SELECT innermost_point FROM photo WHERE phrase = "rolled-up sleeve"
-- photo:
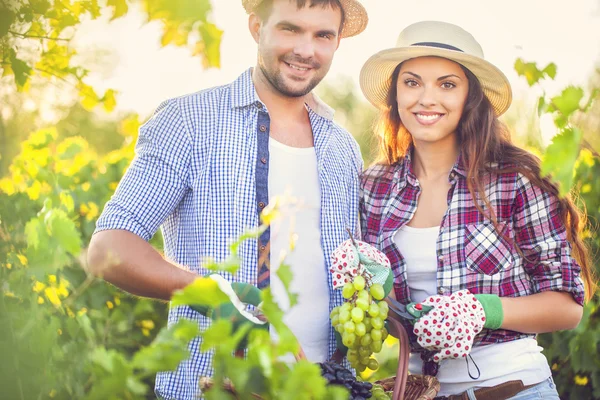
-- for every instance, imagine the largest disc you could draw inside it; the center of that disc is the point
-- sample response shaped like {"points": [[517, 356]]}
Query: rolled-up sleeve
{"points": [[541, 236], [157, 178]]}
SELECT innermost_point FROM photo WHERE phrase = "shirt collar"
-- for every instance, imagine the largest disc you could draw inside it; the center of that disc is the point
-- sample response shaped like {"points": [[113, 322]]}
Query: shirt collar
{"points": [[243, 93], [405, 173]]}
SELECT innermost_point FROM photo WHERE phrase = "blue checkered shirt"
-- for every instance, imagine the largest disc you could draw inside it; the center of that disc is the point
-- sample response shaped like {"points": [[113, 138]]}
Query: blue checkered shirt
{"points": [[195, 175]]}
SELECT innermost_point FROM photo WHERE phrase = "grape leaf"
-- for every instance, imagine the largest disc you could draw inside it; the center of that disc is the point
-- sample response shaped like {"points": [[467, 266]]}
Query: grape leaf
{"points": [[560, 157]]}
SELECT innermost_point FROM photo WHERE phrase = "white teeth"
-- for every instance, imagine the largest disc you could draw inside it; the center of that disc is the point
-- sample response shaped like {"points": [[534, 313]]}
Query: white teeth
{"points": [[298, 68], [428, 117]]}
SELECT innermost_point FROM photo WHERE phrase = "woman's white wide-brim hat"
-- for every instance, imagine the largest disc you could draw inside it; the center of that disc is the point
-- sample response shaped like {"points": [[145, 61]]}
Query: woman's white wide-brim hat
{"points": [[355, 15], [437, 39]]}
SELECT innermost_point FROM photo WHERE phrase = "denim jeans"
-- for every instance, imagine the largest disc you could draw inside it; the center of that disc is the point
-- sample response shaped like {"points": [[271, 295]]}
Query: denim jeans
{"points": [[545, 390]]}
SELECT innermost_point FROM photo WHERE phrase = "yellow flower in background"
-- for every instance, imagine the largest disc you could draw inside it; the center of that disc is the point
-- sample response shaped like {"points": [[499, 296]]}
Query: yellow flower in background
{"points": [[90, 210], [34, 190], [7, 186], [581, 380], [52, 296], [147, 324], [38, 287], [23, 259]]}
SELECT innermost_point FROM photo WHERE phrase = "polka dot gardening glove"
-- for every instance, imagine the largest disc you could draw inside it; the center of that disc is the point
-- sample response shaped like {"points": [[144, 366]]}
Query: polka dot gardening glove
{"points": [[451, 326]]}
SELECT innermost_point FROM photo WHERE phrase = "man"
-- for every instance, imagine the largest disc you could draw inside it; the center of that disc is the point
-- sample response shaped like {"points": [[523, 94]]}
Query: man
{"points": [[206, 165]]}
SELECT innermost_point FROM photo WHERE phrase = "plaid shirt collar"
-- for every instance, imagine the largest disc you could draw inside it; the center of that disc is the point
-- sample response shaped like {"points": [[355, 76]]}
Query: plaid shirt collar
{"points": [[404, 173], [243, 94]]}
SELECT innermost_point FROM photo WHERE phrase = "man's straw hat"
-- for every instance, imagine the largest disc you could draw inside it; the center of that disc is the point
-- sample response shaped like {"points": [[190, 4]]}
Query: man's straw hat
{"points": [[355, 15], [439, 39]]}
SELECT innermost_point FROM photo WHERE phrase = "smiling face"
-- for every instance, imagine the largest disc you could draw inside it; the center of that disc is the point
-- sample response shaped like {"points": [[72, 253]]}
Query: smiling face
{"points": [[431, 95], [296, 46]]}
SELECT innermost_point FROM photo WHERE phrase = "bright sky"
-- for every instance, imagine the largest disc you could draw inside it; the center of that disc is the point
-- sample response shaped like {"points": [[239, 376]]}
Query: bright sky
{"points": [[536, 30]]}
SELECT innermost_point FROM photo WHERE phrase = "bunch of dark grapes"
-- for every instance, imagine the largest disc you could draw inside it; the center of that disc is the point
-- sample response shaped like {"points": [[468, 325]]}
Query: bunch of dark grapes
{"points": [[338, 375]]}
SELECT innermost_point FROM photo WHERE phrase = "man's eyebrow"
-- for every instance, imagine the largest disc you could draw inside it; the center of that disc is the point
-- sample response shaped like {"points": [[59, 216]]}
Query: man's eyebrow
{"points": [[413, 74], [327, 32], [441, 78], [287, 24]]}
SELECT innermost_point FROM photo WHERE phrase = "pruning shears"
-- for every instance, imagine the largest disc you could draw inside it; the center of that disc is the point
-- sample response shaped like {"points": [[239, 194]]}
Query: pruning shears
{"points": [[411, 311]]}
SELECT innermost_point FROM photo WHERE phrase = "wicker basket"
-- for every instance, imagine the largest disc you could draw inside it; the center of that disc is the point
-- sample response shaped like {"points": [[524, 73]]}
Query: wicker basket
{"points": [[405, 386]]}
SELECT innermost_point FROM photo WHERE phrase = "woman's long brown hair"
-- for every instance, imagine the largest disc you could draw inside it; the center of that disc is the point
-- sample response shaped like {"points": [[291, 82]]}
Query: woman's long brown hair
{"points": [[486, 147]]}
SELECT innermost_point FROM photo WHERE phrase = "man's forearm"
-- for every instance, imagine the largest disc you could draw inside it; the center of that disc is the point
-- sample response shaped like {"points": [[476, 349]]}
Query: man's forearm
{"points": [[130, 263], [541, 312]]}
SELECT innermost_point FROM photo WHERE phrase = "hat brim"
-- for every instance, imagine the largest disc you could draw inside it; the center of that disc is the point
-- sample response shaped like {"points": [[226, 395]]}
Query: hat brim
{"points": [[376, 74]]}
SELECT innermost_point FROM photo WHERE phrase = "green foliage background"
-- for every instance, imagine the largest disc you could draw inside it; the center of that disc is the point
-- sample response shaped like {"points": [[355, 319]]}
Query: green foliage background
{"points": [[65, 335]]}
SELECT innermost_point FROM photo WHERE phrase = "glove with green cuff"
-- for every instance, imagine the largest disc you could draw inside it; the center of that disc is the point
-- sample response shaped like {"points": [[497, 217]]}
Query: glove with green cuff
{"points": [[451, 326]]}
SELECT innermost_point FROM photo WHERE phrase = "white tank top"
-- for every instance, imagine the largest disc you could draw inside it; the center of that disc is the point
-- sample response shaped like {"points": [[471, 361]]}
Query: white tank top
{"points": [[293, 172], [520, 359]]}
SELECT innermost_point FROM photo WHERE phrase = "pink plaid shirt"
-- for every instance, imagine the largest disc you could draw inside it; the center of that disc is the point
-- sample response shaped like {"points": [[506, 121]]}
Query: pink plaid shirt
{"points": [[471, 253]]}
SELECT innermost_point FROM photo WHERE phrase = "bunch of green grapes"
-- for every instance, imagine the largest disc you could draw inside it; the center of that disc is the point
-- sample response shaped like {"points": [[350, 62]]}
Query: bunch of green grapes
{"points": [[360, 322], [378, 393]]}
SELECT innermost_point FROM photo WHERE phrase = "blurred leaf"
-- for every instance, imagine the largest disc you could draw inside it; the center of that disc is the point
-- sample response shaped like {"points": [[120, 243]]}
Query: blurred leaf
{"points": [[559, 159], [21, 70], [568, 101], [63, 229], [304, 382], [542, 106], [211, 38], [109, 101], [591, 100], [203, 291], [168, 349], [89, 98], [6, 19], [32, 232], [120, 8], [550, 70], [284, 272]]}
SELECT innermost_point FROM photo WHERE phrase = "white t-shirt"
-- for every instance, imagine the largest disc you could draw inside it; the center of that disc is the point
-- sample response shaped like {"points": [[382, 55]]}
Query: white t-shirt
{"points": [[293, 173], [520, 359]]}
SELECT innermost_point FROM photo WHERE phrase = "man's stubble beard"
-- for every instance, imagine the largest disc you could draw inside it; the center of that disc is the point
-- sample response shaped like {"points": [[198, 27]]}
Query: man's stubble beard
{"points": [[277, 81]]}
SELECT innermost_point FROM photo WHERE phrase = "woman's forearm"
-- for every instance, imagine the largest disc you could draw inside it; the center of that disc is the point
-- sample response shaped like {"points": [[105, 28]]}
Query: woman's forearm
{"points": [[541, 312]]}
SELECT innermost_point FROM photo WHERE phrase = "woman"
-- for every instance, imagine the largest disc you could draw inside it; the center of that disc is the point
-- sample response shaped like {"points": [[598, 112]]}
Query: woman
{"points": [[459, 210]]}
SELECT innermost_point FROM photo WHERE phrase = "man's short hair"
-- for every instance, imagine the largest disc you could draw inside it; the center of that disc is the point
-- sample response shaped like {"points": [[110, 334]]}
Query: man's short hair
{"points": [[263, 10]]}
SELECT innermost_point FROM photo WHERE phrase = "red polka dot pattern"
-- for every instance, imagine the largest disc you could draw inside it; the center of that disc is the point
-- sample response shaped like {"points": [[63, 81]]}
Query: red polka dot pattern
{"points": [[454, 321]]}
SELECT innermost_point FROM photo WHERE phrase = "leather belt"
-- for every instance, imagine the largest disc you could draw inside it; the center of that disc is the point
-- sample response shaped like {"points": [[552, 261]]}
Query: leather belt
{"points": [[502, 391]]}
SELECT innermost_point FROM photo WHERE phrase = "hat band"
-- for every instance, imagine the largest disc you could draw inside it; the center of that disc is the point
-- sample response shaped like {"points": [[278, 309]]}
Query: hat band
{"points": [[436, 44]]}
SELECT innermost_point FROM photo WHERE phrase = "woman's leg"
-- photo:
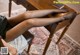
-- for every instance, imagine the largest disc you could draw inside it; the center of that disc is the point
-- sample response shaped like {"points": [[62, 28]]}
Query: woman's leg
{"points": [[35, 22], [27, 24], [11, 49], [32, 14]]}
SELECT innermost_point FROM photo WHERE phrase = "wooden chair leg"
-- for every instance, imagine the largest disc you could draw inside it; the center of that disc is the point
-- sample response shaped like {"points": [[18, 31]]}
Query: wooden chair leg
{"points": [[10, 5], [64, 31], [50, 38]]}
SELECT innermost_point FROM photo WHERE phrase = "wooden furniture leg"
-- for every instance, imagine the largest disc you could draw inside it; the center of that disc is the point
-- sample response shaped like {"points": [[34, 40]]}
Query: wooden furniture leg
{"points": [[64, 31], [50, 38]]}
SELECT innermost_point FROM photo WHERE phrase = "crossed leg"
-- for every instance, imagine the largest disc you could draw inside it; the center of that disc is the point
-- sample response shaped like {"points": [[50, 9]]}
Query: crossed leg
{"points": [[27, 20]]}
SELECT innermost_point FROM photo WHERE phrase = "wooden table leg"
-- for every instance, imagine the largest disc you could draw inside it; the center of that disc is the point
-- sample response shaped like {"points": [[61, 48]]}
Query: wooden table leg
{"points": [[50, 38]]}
========
◆ Task ◆
Beginning at the line that holds "Query: wooden furniture leg", reproduce each line of the records above down to and including the last one.

◆ Exercise response ◆
Query: wooden furniture leg
{"points": [[64, 31], [50, 38]]}
SELECT innermost_point FROM photo WHERE phrase = "crossed leg"
-- for every instance, imagine the largest disc you could draw inside it; the center of that disc is the point
-- sample response shaped like {"points": [[50, 9]]}
Query: crossed leg
{"points": [[27, 20]]}
SELECT innermost_point FROM photo WHERE phrase = "wooden table leg"
-- for every instance, imagine the largest disc you could draw inside it; the center of that disc is the point
-- sample response shaped like {"points": [[61, 48]]}
Query: wooden table leg
{"points": [[50, 38]]}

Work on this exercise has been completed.